▶ List of tasks
A – Set down everything from "Blueberry-Rum Cobbler image" down to "Yield 8 serving(s)" in the blueberry-rum cobbler recipe, word for word.
B – Summarize the blueberry-rum cobbler recipe in two sentences.
C – According to the blueberry-rum cobbler recipe, how many servings does it yield?

▶ Text to read
BLUEBERRY-RUM COBBLER



Blueberry-Rum Cobbler image

You can use all blueberries for this or a mixture of fresh blueberries, strawberries and raspberries. This makes a wonderful dessert to serve to guests.

Provided by Kittencalrecipezazz

Categories     Dessert

Time 1h10m

Yield 8 serving(s)

Number Of Ingredients 13

6 cups fresh blueberries
3/4 cup sugar
1/3 cup cornstarch
1/4 cup rum
1 tablespoon orange zest
2 1/4 cups cake flour
1 tablespoon baking powder
2 teaspoons lime zest
1 teaspoon salt
1/4 cup sugar
1/4 cup cold vegetable shortening
1 cup half-and-half cream (or use full-fat milk)
2 tablespoons brown sugar

Steps:

  • Set oven to 375 degrees.
  • Butter an 8-inch baking dish.
  • If using fresh strawberries then slice in half.
  • Place all berries in a large bowl.
  • In a small bowl using a fork, stir the 3/4 cup sugar with cornstarch until well blended; add to the berries with the rum and orange peel; stir gently to coat.

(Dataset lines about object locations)
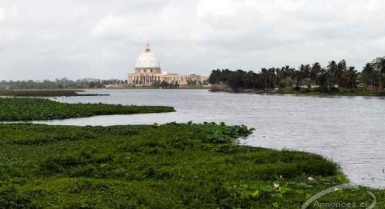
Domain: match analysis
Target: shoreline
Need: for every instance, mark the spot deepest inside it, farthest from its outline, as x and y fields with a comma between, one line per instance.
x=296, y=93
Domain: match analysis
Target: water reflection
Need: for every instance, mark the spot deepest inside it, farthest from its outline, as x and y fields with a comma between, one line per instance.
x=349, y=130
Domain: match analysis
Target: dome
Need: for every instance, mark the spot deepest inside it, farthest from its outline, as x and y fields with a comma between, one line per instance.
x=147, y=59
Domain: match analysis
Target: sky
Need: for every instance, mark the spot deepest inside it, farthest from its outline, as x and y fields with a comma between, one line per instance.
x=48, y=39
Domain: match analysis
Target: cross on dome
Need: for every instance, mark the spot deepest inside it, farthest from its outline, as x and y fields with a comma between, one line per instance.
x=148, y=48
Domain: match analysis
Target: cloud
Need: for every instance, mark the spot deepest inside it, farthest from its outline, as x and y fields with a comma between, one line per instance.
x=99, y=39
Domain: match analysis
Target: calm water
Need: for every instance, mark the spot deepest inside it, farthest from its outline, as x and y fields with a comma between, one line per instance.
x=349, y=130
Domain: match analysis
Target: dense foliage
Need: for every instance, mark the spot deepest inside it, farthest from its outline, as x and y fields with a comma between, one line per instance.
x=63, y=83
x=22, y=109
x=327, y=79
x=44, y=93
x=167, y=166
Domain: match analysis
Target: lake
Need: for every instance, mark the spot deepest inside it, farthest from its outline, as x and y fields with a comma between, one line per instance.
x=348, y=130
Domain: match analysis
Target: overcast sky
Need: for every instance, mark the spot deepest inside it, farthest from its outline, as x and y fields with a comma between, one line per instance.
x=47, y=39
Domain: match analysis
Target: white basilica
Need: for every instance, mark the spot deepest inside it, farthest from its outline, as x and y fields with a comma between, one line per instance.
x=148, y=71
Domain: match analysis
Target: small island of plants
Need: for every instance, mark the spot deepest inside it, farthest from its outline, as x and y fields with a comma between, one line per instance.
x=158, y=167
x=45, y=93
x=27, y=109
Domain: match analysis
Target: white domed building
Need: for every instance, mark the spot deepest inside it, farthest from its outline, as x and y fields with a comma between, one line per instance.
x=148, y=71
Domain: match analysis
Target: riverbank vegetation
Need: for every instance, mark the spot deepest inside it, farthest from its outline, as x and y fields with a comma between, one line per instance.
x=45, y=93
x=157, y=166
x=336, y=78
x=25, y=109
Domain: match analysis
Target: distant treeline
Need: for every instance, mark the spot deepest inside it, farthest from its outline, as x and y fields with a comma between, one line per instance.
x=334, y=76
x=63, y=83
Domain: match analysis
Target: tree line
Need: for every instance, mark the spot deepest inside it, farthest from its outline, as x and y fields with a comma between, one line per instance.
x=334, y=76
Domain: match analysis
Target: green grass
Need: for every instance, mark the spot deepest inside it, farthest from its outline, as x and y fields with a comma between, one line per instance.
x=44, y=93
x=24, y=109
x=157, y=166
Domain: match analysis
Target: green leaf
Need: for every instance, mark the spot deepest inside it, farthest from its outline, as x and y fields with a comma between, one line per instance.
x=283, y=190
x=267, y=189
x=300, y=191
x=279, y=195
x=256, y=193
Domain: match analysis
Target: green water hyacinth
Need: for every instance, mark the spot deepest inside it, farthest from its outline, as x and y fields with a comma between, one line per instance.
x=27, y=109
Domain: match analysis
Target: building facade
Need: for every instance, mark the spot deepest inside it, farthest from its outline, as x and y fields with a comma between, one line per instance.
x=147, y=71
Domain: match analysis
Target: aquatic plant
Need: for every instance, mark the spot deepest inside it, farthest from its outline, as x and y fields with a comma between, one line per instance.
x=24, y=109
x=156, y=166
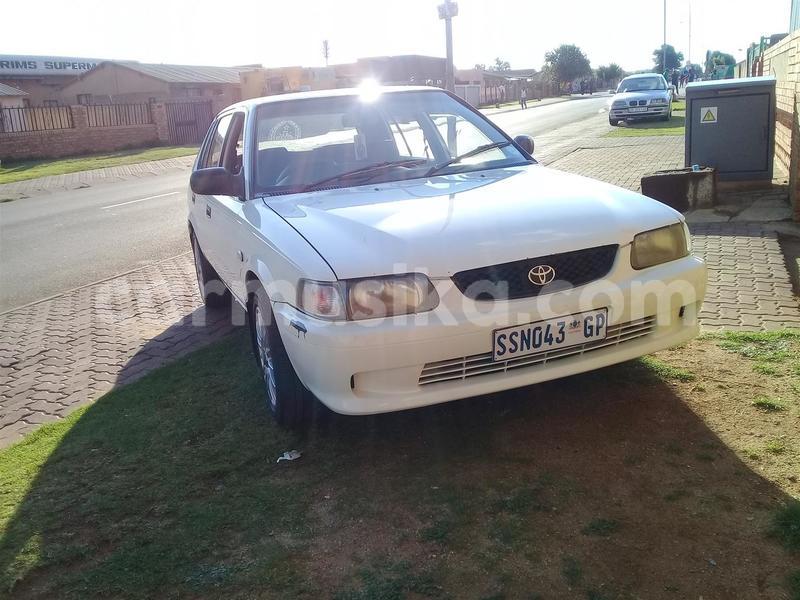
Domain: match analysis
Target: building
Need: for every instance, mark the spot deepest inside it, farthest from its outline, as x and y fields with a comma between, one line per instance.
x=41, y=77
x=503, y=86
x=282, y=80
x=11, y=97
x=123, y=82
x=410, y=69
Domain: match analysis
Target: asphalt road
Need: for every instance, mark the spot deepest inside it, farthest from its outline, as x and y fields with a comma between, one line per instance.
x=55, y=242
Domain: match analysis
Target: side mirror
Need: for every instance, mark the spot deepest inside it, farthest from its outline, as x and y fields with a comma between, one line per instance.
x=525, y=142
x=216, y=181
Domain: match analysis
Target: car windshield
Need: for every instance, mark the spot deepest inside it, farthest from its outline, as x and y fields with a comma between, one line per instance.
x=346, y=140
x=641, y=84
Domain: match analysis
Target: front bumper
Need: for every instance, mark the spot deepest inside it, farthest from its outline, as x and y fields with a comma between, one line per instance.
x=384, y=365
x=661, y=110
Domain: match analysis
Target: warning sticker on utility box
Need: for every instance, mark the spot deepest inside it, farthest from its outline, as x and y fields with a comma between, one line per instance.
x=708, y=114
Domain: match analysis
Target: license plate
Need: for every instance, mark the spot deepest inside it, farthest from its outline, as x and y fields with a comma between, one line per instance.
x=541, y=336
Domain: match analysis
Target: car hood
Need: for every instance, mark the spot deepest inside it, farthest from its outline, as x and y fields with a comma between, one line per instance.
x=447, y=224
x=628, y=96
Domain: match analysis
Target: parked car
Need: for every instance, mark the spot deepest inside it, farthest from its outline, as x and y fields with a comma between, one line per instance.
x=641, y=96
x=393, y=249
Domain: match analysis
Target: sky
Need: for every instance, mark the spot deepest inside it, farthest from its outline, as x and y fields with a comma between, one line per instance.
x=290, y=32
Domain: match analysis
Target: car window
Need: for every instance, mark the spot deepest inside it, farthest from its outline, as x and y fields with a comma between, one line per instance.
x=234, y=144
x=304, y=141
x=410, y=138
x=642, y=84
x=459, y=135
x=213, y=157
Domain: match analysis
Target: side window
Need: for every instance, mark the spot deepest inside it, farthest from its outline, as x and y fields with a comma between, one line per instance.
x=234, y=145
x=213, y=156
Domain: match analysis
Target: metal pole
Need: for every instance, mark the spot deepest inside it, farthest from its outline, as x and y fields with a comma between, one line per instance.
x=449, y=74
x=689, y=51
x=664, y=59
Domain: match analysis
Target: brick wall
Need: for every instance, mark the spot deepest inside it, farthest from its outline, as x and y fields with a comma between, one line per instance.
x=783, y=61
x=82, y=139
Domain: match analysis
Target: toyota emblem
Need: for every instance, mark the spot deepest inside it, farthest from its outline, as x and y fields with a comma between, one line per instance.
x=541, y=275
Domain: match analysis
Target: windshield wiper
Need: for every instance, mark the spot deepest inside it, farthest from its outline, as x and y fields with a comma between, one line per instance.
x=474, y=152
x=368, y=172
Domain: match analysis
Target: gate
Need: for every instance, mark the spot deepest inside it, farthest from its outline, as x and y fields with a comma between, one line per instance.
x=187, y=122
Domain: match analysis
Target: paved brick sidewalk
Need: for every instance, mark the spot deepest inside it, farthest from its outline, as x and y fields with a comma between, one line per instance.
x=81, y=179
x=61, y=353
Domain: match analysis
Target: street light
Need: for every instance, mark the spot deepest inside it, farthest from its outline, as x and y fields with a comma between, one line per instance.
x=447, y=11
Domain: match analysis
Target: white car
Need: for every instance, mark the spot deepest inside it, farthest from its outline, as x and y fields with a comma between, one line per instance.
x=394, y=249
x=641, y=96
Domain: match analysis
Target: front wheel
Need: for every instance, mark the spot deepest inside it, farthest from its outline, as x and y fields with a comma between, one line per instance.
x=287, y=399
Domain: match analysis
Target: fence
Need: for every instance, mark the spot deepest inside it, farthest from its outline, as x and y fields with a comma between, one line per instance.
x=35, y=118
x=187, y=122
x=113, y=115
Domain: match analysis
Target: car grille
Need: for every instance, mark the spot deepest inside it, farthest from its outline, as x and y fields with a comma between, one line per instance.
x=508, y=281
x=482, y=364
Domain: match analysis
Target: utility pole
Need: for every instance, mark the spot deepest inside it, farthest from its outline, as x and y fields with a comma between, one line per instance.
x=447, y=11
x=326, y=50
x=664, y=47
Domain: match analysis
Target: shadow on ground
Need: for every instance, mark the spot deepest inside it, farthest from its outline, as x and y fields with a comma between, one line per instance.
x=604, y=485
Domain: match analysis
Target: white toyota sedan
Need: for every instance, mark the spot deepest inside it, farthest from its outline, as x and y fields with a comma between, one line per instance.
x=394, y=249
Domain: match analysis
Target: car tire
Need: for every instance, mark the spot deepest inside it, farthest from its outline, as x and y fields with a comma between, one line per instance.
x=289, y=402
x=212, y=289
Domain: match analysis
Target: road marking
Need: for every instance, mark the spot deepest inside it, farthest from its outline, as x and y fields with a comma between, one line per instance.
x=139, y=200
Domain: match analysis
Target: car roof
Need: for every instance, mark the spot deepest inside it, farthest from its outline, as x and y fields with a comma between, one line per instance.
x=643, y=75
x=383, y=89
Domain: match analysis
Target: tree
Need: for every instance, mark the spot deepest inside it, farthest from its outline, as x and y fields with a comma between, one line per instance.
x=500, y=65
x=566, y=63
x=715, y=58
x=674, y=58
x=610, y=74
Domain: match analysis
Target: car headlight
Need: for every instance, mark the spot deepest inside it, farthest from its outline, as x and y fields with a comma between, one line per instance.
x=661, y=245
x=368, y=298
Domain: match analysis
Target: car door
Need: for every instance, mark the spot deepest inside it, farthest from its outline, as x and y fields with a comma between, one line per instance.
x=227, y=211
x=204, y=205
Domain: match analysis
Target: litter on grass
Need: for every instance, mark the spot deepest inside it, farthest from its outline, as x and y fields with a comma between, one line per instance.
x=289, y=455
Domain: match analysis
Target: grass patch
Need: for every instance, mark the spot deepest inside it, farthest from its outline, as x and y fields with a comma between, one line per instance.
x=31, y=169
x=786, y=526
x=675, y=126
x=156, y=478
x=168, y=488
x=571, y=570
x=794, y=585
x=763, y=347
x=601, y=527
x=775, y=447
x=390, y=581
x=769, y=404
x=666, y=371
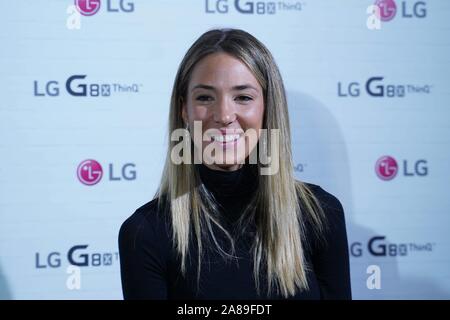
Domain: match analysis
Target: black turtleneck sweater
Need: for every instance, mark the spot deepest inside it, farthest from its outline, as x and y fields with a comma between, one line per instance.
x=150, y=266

▶ Solutions to the tasks
A –
Blueberry-Rum Cobbler image

You can use all blueberries for this or a mixture of fresh blueberries, strawberries and raspberries. This makes a wonderful dessert to serve to guests.

Provided by Kittencalrecipezazz

Categories     Dessert

Time 1h10m

Yield 8 serving(s)

B – This dessert cobbler takes 1 hour 10 minutes, makes 8 servings and can be made with all blueberries or a mix of fresh blueberries, strawberries and raspberries. The steps have you set the oven to 375 degrees and butter an 8-inch baking dish, then put the berries in a large bowl and gently stir them with a sugar-and-cornstarch blend, the rum and the orange peel.

C – It yields 8 servings.